Dataset ::
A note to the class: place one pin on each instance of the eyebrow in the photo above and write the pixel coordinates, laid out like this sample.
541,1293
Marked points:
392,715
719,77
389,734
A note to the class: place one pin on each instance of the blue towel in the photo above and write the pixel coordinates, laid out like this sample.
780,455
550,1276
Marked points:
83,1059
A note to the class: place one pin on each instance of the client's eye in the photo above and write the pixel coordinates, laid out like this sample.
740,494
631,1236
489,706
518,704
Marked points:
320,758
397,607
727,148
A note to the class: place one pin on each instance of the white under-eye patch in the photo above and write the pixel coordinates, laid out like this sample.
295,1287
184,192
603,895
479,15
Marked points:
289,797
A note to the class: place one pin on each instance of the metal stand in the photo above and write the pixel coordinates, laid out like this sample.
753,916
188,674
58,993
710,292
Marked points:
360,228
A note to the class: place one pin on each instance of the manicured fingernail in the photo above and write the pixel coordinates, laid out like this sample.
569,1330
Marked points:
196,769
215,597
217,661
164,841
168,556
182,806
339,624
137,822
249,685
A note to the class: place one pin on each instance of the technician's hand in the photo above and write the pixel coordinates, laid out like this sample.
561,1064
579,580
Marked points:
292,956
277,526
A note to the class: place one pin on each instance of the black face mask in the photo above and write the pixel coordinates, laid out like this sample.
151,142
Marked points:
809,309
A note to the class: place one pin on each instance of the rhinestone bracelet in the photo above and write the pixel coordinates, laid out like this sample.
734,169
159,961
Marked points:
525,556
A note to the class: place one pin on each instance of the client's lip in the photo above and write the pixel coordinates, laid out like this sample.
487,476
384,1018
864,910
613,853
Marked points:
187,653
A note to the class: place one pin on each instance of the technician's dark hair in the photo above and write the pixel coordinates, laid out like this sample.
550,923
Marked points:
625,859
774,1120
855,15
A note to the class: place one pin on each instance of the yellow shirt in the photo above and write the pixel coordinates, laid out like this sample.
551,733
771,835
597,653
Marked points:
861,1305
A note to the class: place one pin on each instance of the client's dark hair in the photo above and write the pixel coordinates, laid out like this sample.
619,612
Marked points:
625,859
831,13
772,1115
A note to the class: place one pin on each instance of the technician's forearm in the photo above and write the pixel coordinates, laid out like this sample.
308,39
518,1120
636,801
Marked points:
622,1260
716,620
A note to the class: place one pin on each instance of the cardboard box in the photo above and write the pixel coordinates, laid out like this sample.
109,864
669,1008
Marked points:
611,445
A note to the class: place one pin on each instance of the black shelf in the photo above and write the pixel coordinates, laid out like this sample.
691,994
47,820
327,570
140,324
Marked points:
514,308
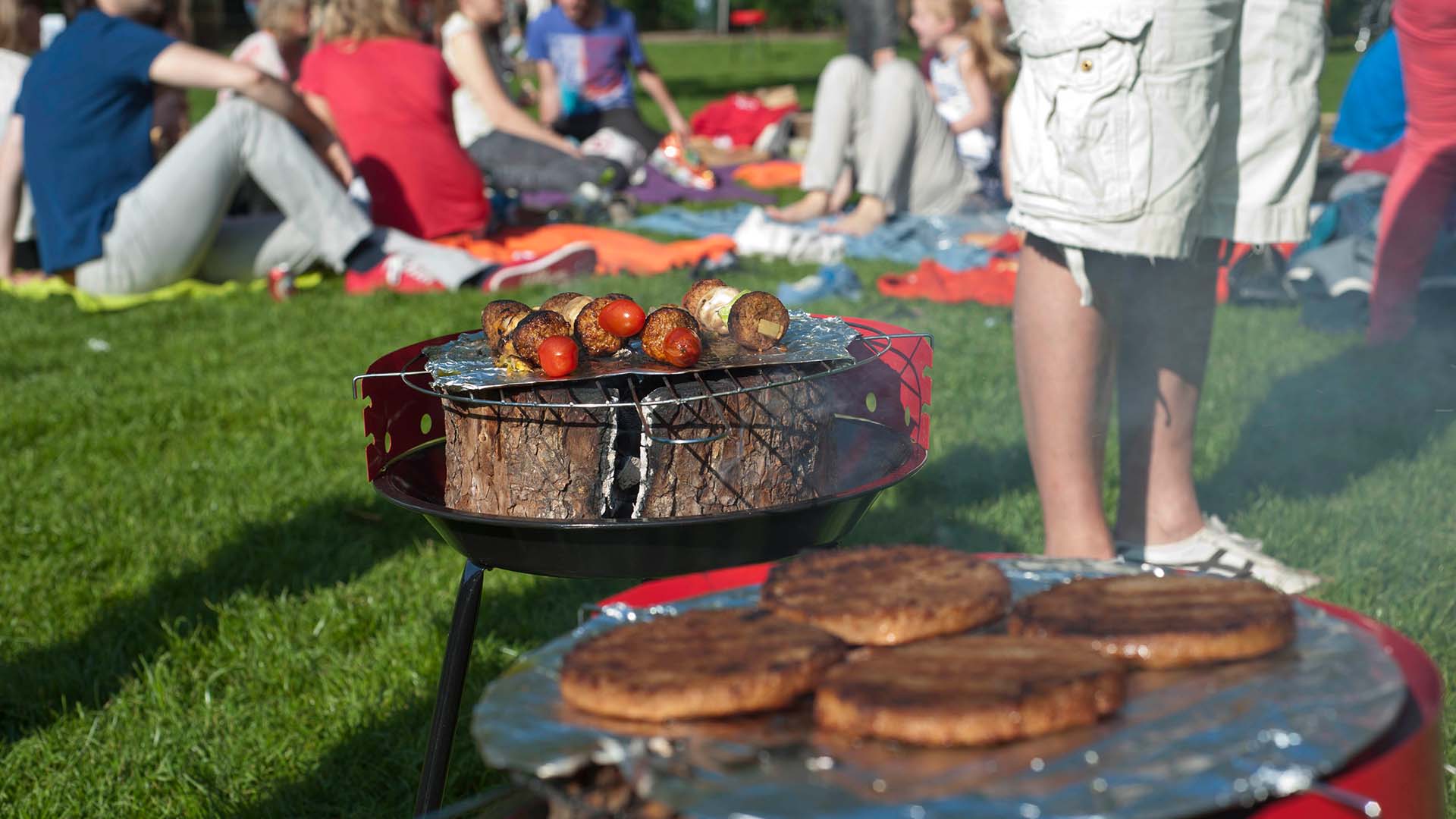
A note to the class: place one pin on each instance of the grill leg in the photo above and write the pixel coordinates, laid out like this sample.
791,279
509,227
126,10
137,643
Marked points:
452,684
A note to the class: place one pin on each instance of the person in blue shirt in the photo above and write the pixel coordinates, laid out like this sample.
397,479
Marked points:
114,221
585,53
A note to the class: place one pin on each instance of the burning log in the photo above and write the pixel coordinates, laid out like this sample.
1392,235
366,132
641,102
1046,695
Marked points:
529,461
777,449
579,464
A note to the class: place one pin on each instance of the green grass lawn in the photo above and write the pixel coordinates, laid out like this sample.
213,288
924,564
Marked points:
206,610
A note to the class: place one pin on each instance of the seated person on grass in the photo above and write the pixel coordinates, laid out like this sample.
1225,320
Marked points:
389,98
584,52
278,44
115,222
906,146
507,145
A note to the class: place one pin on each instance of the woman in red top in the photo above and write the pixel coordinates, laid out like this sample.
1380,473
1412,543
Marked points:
389,99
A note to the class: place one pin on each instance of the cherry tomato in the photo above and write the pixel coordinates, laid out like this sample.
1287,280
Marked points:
622,318
558,356
682,347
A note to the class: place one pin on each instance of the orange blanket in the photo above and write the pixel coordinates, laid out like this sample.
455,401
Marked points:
618,253
993,284
774,174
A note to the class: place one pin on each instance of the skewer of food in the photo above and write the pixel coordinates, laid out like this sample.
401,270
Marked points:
568,324
755,319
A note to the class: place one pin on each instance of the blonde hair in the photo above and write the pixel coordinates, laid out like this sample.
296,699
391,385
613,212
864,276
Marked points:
364,19
987,53
274,15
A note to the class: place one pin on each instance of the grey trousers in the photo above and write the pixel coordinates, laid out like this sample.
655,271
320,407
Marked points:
884,124
526,165
175,226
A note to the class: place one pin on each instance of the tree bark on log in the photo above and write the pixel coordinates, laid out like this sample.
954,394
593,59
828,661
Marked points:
530,463
777,452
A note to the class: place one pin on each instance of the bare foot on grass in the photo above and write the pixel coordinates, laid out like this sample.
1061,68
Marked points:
870,215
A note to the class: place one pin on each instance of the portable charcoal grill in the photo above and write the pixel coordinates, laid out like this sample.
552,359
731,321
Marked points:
881,436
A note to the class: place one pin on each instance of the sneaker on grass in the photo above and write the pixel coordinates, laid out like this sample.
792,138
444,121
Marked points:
395,273
1215,550
568,261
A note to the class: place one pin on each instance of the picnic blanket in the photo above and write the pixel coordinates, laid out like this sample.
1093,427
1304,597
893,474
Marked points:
618,251
41,289
993,284
906,238
772,174
657,188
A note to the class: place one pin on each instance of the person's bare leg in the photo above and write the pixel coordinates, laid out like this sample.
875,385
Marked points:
813,206
843,187
840,121
870,213
1163,356
1063,363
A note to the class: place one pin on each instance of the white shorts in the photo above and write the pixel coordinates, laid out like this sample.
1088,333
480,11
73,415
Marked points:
1141,127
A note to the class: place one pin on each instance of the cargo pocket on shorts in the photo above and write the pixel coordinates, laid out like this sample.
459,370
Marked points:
1079,121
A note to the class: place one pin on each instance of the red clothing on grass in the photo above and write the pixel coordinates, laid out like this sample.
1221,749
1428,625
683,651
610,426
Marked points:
391,104
1420,190
739,117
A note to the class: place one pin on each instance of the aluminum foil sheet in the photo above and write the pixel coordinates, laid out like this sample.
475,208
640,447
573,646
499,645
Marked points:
1185,744
466,365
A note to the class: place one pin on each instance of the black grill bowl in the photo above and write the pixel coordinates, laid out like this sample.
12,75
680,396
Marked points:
881,435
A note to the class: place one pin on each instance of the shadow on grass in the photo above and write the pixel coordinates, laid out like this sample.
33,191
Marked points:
925,504
1338,420
375,771
325,544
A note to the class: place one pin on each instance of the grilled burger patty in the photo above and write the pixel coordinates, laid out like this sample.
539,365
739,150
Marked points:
887,595
702,664
1163,623
970,689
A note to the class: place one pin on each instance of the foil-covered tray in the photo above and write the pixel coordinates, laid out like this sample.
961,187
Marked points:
1185,744
466,365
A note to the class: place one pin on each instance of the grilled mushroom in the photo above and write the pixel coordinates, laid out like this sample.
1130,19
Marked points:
498,319
758,321
708,302
533,328
566,305
590,334
660,343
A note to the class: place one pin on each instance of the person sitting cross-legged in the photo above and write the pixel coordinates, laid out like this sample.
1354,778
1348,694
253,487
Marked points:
584,52
509,145
115,222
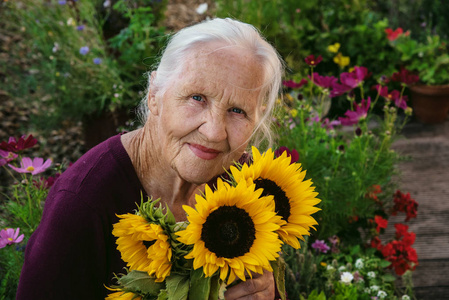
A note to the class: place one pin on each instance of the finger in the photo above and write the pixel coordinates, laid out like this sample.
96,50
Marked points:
260,287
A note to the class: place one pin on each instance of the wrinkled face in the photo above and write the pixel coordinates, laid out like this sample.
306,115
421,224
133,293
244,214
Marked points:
209,111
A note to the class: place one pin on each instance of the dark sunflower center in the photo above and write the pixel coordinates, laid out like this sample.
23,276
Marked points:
148,244
282,204
228,232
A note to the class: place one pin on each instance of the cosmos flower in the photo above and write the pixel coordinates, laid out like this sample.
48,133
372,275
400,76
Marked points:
294,197
360,112
232,230
10,236
35,166
144,246
312,61
14,145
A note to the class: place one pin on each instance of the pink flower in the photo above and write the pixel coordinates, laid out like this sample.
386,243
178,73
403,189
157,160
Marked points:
35,166
353,117
312,61
395,95
294,85
8,237
326,82
354,78
6,157
290,153
320,246
393,35
14,145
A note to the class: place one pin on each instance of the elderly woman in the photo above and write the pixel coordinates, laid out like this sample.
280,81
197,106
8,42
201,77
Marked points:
210,97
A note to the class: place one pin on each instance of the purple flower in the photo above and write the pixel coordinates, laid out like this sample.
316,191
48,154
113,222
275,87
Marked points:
320,246
6,157
339,89
293,153
10,236
97,60
84,50
294,85
330,124
355,78
326,82
35,166
353,117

Goal :: Take the line with "of the wrinkled" and all lines after it through the end of the records, and write them out exactly; include nothing else.

Reply to the exercise ::
A note to the class: place one pin on each instance of the wrinkled face in the photo above and write the pixel coordinates, laid out like this sample.
306,115
421,224
133,293
244,214
Marked points:
209,111
A note to the class: place one pin on each instance of the dark sunflower center in the photo above and write the pixel coordinates, laid out like this sample.
23,276
Marked points:
148,244
282,204
228,232
A note to the class: place one pin on each instance of the cosmos flower in the photo above and write the pixel coordinates, laid out like this sample.
48,133
372,275
400,76
Marked points:
294,197
360,112
232,230
10,236
35,166
144,246
312,61
14,145
A note to the class: place one pin on each instance of the pink flower in the photo above and write the pixel coordinates, laid out like this sample.
386,243
178,73
403,189
157,160
Marked points:
35,166
353,117
312,61
395,95
294,85
8,237
326,82
354,78
6,157
290,153
320,246
393,35
14,145
A note to the class: place one pin on each instance of the elderly woman in the photo above and write the pixel coordinates, laid out like this sample.
280,81
197,106
8,42
201,77
Marked points:
210,97
A note to the class: place one pin on each instance of the purple flower in the photo above and write the pixel coordinates, laid out like this sample.
316,191
48,154
113,222
275,87
Marked points:
320,246
6,157
339,89
293,153
10,236
97,60
84,50
294,85
330,124
355,78
326,82
35,166
353,117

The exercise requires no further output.